(Records from a point labeling set)
────────────────────────────────────────
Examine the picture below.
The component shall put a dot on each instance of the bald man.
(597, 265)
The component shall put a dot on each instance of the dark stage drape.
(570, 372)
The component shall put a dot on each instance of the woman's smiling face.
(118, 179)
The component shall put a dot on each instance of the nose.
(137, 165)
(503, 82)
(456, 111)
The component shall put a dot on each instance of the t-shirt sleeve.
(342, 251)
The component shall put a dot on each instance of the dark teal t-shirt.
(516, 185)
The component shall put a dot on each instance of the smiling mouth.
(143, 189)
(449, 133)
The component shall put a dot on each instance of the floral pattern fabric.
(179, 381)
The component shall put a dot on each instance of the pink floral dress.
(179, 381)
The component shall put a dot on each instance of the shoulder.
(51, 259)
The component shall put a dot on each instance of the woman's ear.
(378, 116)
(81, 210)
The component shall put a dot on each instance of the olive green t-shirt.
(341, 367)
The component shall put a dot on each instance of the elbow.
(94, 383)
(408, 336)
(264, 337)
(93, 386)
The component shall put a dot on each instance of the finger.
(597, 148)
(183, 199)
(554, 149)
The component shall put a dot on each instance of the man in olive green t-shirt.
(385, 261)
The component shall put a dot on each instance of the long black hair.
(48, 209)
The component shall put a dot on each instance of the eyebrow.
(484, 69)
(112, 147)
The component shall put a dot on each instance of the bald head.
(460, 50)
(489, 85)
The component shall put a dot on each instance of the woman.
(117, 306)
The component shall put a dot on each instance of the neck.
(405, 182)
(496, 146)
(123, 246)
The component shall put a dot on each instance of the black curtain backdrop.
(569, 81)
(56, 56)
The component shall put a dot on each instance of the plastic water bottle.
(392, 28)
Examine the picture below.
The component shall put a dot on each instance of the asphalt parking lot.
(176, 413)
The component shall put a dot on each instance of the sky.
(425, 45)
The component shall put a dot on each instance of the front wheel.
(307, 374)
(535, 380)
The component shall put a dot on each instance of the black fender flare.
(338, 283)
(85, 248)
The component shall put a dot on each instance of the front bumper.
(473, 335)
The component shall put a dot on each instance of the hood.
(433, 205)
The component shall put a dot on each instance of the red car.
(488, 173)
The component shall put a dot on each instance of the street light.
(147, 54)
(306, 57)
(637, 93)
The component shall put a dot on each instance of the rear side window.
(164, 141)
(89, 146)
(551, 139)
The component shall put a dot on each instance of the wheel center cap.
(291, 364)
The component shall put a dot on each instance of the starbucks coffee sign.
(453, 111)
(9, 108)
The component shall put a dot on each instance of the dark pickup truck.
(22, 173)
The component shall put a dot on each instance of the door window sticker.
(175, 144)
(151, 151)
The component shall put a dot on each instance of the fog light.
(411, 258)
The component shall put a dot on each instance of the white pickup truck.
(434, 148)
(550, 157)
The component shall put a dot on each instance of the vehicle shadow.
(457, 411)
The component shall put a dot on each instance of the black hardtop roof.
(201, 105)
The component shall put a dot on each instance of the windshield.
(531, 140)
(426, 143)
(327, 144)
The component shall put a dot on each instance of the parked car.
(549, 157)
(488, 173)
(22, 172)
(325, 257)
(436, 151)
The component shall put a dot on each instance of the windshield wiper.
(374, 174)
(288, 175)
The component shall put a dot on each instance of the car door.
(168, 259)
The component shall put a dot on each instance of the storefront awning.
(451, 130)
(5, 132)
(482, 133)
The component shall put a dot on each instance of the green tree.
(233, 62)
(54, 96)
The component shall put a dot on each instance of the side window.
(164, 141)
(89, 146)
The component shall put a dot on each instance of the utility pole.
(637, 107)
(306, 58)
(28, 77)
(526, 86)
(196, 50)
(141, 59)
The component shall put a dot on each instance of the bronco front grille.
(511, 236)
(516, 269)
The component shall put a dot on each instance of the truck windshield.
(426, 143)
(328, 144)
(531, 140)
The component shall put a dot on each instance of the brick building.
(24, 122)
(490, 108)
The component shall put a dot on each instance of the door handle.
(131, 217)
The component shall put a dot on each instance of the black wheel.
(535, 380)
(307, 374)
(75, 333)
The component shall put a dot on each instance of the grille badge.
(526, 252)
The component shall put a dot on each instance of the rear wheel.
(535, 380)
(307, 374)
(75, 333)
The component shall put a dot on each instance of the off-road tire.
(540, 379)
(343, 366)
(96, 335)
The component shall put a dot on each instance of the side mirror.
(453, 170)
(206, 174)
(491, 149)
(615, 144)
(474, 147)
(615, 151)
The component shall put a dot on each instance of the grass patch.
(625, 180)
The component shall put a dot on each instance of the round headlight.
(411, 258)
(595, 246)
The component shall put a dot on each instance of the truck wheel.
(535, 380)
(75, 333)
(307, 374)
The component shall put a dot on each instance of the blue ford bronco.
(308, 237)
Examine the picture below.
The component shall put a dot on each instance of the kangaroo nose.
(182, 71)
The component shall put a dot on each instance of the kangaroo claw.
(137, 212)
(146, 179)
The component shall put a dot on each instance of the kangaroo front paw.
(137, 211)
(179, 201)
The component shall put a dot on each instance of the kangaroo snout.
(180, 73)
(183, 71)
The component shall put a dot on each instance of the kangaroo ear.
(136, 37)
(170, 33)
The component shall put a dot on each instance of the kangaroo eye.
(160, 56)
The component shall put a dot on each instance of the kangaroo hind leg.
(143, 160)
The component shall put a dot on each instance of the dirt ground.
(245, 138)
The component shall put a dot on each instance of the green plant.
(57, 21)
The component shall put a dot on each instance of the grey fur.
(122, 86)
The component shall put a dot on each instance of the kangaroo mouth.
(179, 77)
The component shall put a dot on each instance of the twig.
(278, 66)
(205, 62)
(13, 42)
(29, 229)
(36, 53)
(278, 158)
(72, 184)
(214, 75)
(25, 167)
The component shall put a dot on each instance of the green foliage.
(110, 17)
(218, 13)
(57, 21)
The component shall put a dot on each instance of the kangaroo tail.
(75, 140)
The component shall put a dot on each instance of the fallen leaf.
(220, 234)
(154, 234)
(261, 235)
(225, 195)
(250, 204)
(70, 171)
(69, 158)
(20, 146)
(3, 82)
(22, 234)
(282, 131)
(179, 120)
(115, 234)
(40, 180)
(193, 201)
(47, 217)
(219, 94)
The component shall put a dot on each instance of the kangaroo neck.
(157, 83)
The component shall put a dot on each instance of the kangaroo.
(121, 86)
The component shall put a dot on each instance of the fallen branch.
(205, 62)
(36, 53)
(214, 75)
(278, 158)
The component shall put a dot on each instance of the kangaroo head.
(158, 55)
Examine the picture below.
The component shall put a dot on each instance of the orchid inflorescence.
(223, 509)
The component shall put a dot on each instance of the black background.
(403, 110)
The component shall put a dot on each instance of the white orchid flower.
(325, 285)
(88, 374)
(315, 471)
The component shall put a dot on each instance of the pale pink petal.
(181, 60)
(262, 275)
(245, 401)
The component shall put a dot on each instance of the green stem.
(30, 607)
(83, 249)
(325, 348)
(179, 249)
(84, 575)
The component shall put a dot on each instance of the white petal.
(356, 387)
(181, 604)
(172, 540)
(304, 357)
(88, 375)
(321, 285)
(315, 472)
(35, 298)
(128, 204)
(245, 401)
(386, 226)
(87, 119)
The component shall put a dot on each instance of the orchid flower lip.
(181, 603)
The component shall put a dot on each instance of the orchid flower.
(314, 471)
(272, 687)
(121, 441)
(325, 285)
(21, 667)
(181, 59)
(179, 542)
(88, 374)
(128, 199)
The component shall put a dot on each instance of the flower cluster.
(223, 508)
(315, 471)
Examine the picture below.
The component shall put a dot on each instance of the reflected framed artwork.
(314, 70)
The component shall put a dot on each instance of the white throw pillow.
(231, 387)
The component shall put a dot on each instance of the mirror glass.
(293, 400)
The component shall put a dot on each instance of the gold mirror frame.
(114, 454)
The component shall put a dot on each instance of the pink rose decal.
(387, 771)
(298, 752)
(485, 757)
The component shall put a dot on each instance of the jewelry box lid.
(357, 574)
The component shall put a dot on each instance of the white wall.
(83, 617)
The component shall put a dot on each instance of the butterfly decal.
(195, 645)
────────────────────────────────────────
*Written exercise*
Return the lines beginning at the one that contains "the kangaroo neck." and continuing through the last line of the data, exactly as they stand and without any others.

*Exercise response*
The component shall put a dot on each instance of the kangaroo neck.
(157, 83)
The component shall put a dot on each instance of the kangaroo.
(121, 86)
The component shall put a dot on each instance of the fallen branch.
(205, 62)
(36, 53)
(214, 75)
(278, 158)
The component shall put a dot on each instance of the kangaroo head.
(158, 55)
Examine the picture below.
The component shall put a dot on each instance of the orchid inflorescence.
(223, 509)
The component shall put a dot on each instance of the black background.
(403, 110)
The component shall put a dot on each instance of the white orchid flower.
(325, 285)
(88, 374)
(315, 471)
The component shall put a dot on each instance of the pale pink petal.
(181, 60)
(262, 275)
(245, 401)
The component shall put a dot on each instance of the green stem.
(30, 607)
(83, 249)
(325, 348)
(179, 249)
(84, 575)
The component shall put a dot on each instance of the white petal.
(356, 387)
(181, 604)
(172, 540)
(304, 357)
(88, 375)
(321, 285)
(315, 472)
(35, 298)
(128, 204)
(245, 401)
(386, 226)
(87, 119)
The component shall put a dot on each instance of the orchid flower lip.
(181, 603)
The component shall put a dot on each instance of the orchid flower.
(314, 471)
(272, 687)
(121, 441)
(325, 285)
(21, 667)
(181, 59)
(179, 542)
(88, 374)
(128, 199)
The component shall put a dot on each instance of the flower cluster.
(223, 508)
(315, 471)
Examine the picture below.
The component shall put a dot on each instance of the reflected framed artwork.
(314, 70)
The component shall put a dot on each instance of the white throw pillow.
(231, 387)
The component shall put a dot on each instance of the mirror glass.
(293, 400)
The component shall put a dot on each instance of the gold mirror frame.
(114, 454)
The component shall put a dot on each instance of the pink rose decal.
(387, 771)
(298, 752)
(485, 757)
The component shall put a dot on each instance of the jewelry box lid.
(357, 574)
The component shall put a dot on each instance of the white wall.
(83, 617)
The component shall put a dot on each instance of the butterfly decal.
(195, 645)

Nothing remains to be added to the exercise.